Your instructions:
Pictures aside, please retype the whole listing word for word.

Provided entries:
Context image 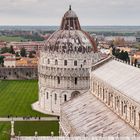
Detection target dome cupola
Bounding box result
[44,6,98,54]
[60,5,81,30]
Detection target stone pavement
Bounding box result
[0,117,58,121]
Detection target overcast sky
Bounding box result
[0,0,140,26]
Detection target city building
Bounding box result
[16,57,38,67]
[0,53,16,67]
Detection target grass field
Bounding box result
[0,122,10,140]
[15,121,59,136]
[0,36,27,42]
[0,80,47,117]
[0,80,59,140]
[0,121,59,140]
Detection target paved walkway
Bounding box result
[0,117,58,122]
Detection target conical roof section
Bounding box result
[60,6,81,30]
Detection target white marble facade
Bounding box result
[32,6,100,115]
[90,58,140,134]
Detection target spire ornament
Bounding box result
[69,5,71,10]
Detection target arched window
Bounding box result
[75,77,78,85]
[121,101,123,115]
[48,59,50,64]
[64,94,67,102]
[103,88,105,100]
[55,60,58,65]
[55,94,57,104]
[139,113,140,129]
[64,60,67,66]
[55,94,57,100]
[74,60,77,66]
[46,92,49,99]
[83,60,86,65]
[57,77,60,84]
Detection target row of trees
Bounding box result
[0,46,35,58]
[1,46,15,54]
[112,48,130,62]
[20,48,36,58]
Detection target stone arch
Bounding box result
[64,94,67,102]
[71,91,80,99]
[61,91,69,103]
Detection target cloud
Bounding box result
[0,0,140,25]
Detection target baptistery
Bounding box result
[33,6,100,115]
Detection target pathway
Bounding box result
[0,117,58,122]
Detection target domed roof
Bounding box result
[63,5,77,18]
[44,6,97,54]
[60,5,81,30]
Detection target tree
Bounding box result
[15,52,20,57]
[134,59,137,67]
[112,48,129,62]
[1,47,9,54]
[0,56,4,66]
[29,51,34,58]
[114,37,125,46]
[9,46,15,54]
[112,47,116,56]
[20,47,26,57]
[123,51,129,62]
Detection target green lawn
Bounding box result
[0,36,27,42]
[0,122,10,140]
[0,121,59,140]
[0,80,59,140]
[15,121,59,136]
[0,80,47,117]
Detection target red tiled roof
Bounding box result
[4,58,16,61]
[0,53,14,56]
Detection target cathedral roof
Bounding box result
[92,59,140,104]
[44,6,97,54]
[61,92,139,136]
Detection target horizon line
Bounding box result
[0,25,140,27]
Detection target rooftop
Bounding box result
[61,92,139,137]
[91,59,140,104]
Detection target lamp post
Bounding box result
[51,131,54,137]
[35,131,38,140]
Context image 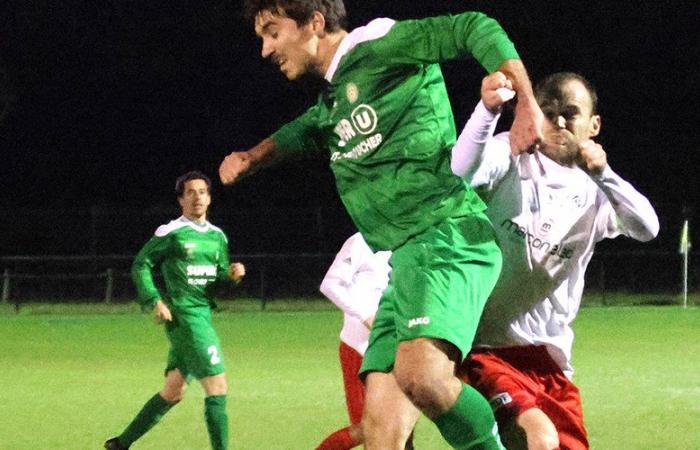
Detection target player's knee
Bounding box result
[394,369,452,416]
[361,405,385,437]
[159,387,185,404]
[517,408,559,450]
[361,413,406,448]
[526,429,559,450]
[201,374,228,396]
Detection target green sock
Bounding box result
[205,395,229,450]
[432,384,505,450]
[118,393,174,446]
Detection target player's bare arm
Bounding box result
[154,300,172,323]
[497,59,545,155]
[219,138,280,185]
[577,139,607,176]
[228,262,246,283]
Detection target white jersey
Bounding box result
[452,101,659,377]
[320,233,392,356]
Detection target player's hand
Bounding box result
[229,262,246,282]
[510,95,545,156]
[154,300,172,323]
[362,315,375,330]
[219,151,251,185]
[577,139,607,176]
[481,71,514,113]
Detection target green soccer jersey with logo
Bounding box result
[132,216,231,311]
[272,12,520,250]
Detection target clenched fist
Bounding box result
[219,152,250,185]
[481,71,514,113]
[577,140,607,175]
[229,262,246,282]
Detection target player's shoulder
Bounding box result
[207,223,229,243]
[154,217,190,237]
[344,18,396,53]
[153,217,227,242]
[355,18,396,40]
[344,232,372,252]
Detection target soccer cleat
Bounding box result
[104,437,129,450]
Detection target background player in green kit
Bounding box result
[105,171,245,450]
[219,2,545,448]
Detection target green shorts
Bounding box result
[164,306,225,381]
[360,213,502,376]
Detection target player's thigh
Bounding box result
[362,372,420,438]
[391,214,502,359]
[394,337,460,382]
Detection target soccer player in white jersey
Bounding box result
[450,72,659,449]
[316,232,404,449]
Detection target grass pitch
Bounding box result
[0,302,698,449]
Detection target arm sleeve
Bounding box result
[319,236,377,322]
[592,166,660,242]
[217,233,231,282]
[373,12,519,72]
[216,233,231,281]
[451,100,501,181]
[131,235,169,310]
[205,233,235,299]
[270,104,323,158]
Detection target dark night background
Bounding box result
[1,0,699,257]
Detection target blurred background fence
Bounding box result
[1,250,696,308]
[1,206,695,308]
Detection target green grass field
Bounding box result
[0,302,698,449]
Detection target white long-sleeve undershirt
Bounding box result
[451,100,660,376]
[320,233,391,355]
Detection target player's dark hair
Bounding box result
[535,72,598,114]
[244,0,347,32]
[175,171,212,197]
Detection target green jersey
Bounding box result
[272,12,519,250]
[132,216,231,310]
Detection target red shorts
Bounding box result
[458,345,588,450]
[339,342,365,425]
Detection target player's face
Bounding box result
[540,79,601,163]
[178,179,211,221]
[254,10,319,80]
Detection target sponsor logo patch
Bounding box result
[407,316,430,328]
[489,392,513,410]
[346,82,359,103]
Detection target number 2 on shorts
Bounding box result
[207,345,221,365]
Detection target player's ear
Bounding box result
[310,10,326,36]
[588,114,601,138]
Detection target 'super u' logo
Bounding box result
[351,104,378,135]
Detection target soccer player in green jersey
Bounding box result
[105,171,245,450]
[219,2,544,448]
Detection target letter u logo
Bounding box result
[351,104,378,135]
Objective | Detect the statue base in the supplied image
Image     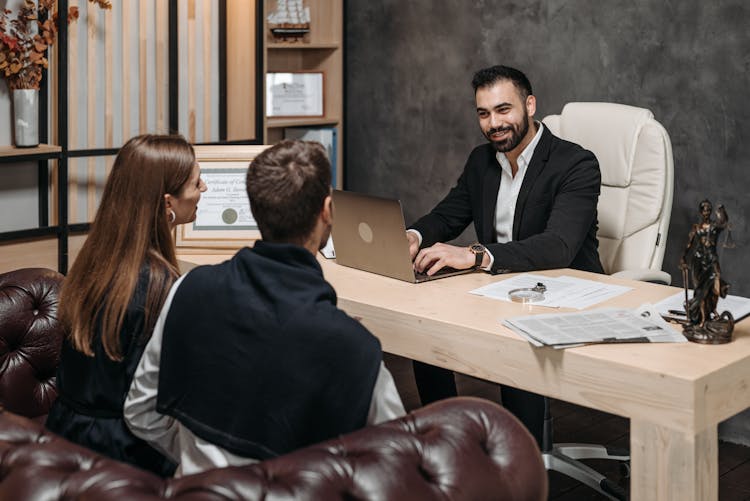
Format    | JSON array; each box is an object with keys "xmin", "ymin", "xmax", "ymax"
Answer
[{"xmin": 682, "ymin": 311, "xmax": 735, "ymax": 344}]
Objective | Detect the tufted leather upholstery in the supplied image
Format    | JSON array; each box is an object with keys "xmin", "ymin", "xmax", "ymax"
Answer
[
  {"xmin": 0, "ymin": 397, "xmax": 547, "ymax": 500},
  {"xmin": 0, "ymin": 268, "xmax": 64, "ymax": 420},
  {"xmin": 0, "ymin": 267, "xmax": 548, "ymax": 500}
]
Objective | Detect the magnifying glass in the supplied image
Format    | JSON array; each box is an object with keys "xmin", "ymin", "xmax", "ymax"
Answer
[{"xmin": 508, "ymin": 282, "xmax": 547, "ymax": 304}]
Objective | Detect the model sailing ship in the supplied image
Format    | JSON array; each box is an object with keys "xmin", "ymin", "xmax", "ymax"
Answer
[{"xmin": 267, "ymin": 0, "xmax": 310, "ymax": 41}]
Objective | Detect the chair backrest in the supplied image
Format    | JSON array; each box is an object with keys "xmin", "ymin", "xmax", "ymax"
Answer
[{"xmin": 543, "ymin": 102, "xmax": 674, "ymax": 275}]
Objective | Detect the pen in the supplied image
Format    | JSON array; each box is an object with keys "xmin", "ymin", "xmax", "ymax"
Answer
[{"xmin": 661, "ymin": 314, "xmax": 686, "ymax": 324}]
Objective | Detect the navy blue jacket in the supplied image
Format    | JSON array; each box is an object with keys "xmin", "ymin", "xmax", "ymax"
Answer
[{"xmin": 157, "ymin": 242, "xmax": 382, "ymax": 459}]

Solved exercise:
Context image 
Detection target dome cupola
Bounding box result
[44,6,98,54]
[60,5,81,30]
Detection target stone pavement
Bounding box result
[0,117,58,121]
Detection target overcast sky
Bounding box result
[0,0,140,26]
Detection target city building
Bounding box result
[16,57,38,67]
[0,53,16,67]
Detection target grass field
Bounding box result
[0,122,10,140]
[15,121,59,136]
[0,36,27,42]
[0,80,47,117]
[0,80,59,140]
[0,121,59,140]
Detection target paved walkway
Bounding box result
[0,117,58,122]
Detection target conical roof section
Bounding box result
[60,6,81,30]
Detection target white marble facade
Bounding box result
[32,6,100,115]
[90,58,140,134]
Detection target spire ornament
Bounding box result
[69,5,71,10]
Detection target arched window
Bounding box result
[75,77,78,85]
[121,101,123,115]
[48,59,50,64]
[64,94,67,102]
[103,88,105,100]
[55,60,58,65]
[55,94,57,104]
[139,113,140,129]
[64,60,67,66]
[55,94,57,100]
[74,60,77,66]
[46,92,49,99]
[83,60,86,65]
[57,77,60,84]
Detection target row of trees
Bounding box result
[0,46,35,58]
[1,46,15,54]
[112,48,130,62]
[20,48,36,58]
Detection target stone arch
Bounding box result
[64,94,67,102]
[71,91,80,99]
[61,91,69,103]
Detection target cloud
Bounding box result
[0,0,140,25]
Detection target baptistery
Bounding box result
[33,6,100,115]
Detection target pathway
Bounding box result
[0,117,58,122]
Detection target domed roof
Bounding box result
[63,5,77,18]
[44,6,97,54]
[60,5,81,30]
Detection target tree
Bounding box result
[15,52,20,57]
[134,59,137,67]
[112,48,129,62]
[1,47,9,54]
[0,56,4,66]
[29,51,34,58]
[114,37,125,46]
[9,46,15,54]
[112,47,116,56]
[20,47,26,57]
[123,51,129,62]
Detection target green lawn
Bounding box result
[0,36,27,42]
[0,122,10,140]
[0,121,59,140]
[0,80,59,140]
[15,121,59,136]
[0,80,47,117]
Detection target red tiled roof
Bounding box result
[4,58,16,61]
[0,53,14,56]
Detection target cathedral roof
Bounding box result
[92,59,140,104]
[44,6,97,54]
[61,92,139,136]
Detection target horizon line
Bounding box result
[0,25,140,27]
Detection target rooftop
Bounding box result
[61,92,139,137]
[91,59,140,104]
Detection target lamp post
Bounding box result
[51,131,54,137]
[35,131,38,140]
Context image 
Detection target player's knee
Bounding box result
[394,369,452,416]
[361,405,385,437]
[159,387,185,404]
[517,408,559,450]
[361,413,406,448]
[526,429,559,450]
[201,374,228,396]
Detection target green sock
Bounding box result
[205,395,229,450]
[432,384,505,450]
[118,393,174,446]
Detection target player's bare arm
Bounding box result
[154,300,172,323]
[497,59,545,155]
[219,138,280,185]
[577,139,607,176]
[228,262,246,283]
Detection target white jersey
Bounding box result
[452,101,659,377]
[320,233,392,356]
Detection target player's hand
Bounding box result
[229,262,246,282]
[510,95,545,156]
[154,300,172,323]
[362,315,375,330]
[219,151,251,185]
[577,139,607,176]
[481,71,514,113]
Detection target green soccer jersey with logo
Bounding box result
[132,216,231,311]
[272,12,520,250]
Detection target clenched fist
Bounding box result
[219,152,250,185]
[481,71,514,113]
[577,140,607,175]
[229,262,246,282]
Detection target player's shoulder
Bounding box result
[207,223,229,243]
[154,217,190,237]
[344,18,396,53]
[153,217,227,242]
[355,18,396,40]
[344,232,372,252]
Detection target soccer cleat
Bounding box result
[104,437,129,450]
Detection target background player in green kit
Bounding box result
[105,171,245,450]
[219,2,545,448]
Detection target green shorts
Bounding box result
[164,306,225,381]
[360,213,502,376]
Detection target player's thigh
Bounding box result
[362,372,420,438]
[391,214,502,359]
[394,337,460,382]
Detection target soccer player in white jersey
Bounding box result
[450,72,659,449]
[316,232,404,449]
Detection target grass pitch
Bounding box result
[0,302,698,449]
Detection target arm sleeve
Bounding box result
[319,236,377,322]
[592,166,660,242]
[217,233,231,282]
[373,12,519,72]
[216,233,231,281]
[451,100,501,181]
[131,235,169,310]
[205,233,235,299]
[270,104,323,158]
Detection target dark night background
Bounding box result
[1,0,699,257]
Detection target blurred background fence
Bounding box result
[1,250,696,308]
[1,206,695,308]
Detection target green grass field
Bounding box result
[0,302,698,449]
Detection target white long-sleeve undershirt
Bounding box result
[451,100,660,376]
[320,233,391,355]
Detection target player's dark hair
Bounding box result
[535,72,598,114]
[244,0,347,32]
[175,171,212,197]
Detection target green jersey
Bounding box result
[272,12,519,250]
[132,216,231,310]
Detection target red shorts
Bounding box result
[458,345,588,450]
[339,342,365,425]
Detection target player's face
Bounding box result
[540,79,601,163]
[178,179,211,221]
[254,10,319,80]
Detection target sponsor logo patch
Bounding box result
[407,316,430,328]
[489,392,513,410]
[346,82,359,103]
Detection target number 2 on shorts
Bounding box result
[207,345,221,365]
Detection target player's ear
Bounding box result
[310,10,326,36]
[588,114,601,138]
Detection target 'super u' logo
Bounding box result
[351,104,378,135]
Detection target soccer player in green jersey
Bounding box result
[105,171,245,450]
[219,2,544,448]
Detection target letter u logo
Bounding box result
[351,104,378,135]
Objective | Detect the statue base in the supplied image
Image     
Format    | JSON array; each box is an object with keys "xmin", "ymin", "xmax", "ymax"
Answer
[{"xmin": 682, "ymin": 311, "xmax": 735, "ymax": 344}]
Objective | Detect the tufted leather upholstery in the supplied image
Format    | JSON array; each box is an object with keys "xmin", "ymin", "xmax", "ymax"
Answer
[
  {"xmin": 0, "ymin": 397, "xmax": 547, "ymax": 500},
  {"xmin": 0, "ymin": 268, "xmax": 64, "ymax": 420},
  {"xmin": 0, "ymin": 267, "xmax": 548, "ymax": 500}
]
Objective | Detect the magnifying glass in the supplied image
Format    | JSON array; each box is an object with keys "xmin", "ymin", "xmax", "ymax"
Answer
[{"xmin": 508, "ymin": 282, "xmax": 547, "ymax": 304}]
Objective | Detect the model sailing ship in the supplied image
Format    | JSON array; each box is an object with keys "xmin", "ymin", "xmax", "ymax"
Answer
[{"xmin": 267, "ymin": 0, "xmax": 310, "ymax": 41}]
Objective | Detect the chair backrest in the supplied image
Format    | JSON array; each box is an object with keys "xmin", "ymin", "xmax", "ymax"
Answer
[{"xmin": 543, "ymin": 102, "xmax": 674, "ymax": 275}]
Objective | Detect the pen in the supplied image
Format    | JSON array; each box is an object with keys "xmin", "ymin", "xmax", "ymax"
Answer
[{"xmin": 661, "ymin": 314, "xmax": 686, "ymax": 324}]
Objective | Detect the navy blue jacket in the supplied image
Format    | JSON array; each box is an object with keys "xmin", "ymin", "xmax", "ymax"
Answer
[{"xmin": 157, "ymin": 242, "xmax": 382, "ymax": 459}]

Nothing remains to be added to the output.